• Problem: What follows is a set of records. Copy them exactly and leave out the images.
Top of Data extracts
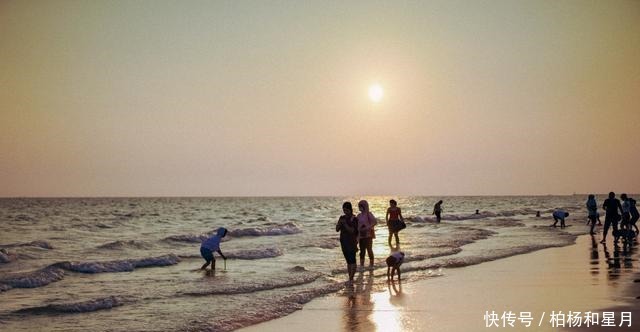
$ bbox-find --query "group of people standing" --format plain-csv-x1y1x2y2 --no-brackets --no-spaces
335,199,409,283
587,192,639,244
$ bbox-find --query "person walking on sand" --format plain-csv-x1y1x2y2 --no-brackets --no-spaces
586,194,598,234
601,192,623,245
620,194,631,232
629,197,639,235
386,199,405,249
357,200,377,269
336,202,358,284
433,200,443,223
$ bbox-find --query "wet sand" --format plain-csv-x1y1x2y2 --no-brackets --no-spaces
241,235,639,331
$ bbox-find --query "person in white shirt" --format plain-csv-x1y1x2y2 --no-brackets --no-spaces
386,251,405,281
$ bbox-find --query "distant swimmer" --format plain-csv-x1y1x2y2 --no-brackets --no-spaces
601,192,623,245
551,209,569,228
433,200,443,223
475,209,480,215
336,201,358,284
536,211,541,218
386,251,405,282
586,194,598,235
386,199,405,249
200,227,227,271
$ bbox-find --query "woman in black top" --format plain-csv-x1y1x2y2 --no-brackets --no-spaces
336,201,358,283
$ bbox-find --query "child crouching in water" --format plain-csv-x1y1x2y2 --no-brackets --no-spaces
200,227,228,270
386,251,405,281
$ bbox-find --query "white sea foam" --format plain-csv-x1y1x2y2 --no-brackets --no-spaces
Bottom of Data extracts
• Problem solution:
$ bbox-find --query "group of people standing" --format plain-csv-x1y1x2y2 --no-brackets --no-spaces
335,199,409,283
587,192,639,244
$ bbox-find --query "person walking on sand" --format plain-csv-x1y1x2y2 --no-brackets --no-spaces
586,194,598,234
601,192,623,245
620,194,631,232
629,197,639,235
386,199,405,249
357,200,377,269
336,202,358,284
433,200,443,223
$ bbox-find --query "wet sand" --format plain-csv-x1y1x2y2 --no-brackets --no-spaces
241,235,639,331
$ bbox-find --query "person in white shirt" --format plain-csv-x1y1x2y2 --no-brackets --no-spaces
386,251,405,281
$ bbox-find --query "distant swimmer" --format plain-csv-x1y1x2y2 --no-brackets --no-spaces
601,192,623,245
551,209,569,228
433,200,443,223
475,209,480,215
336,201,358,284
536,211,541,218
386,251,405,282
586,194,598,235
386,199,405,249
200,227,227,271
$ bbox-find --query "woman in black top" --format plain-csv-x1y1x2y2 --no-brackets --no-spaces
336,201,358,283
$ bbox-find --query "child crouching in water" --format plain-csv-x1y1x2y2 --no-brackets --no-spaces
200,227,228,270
386,251,405,281
$ bbox-find --query "white sea foam" --format plain-csv-x1y1x2y2 --no-brackets --no-spaces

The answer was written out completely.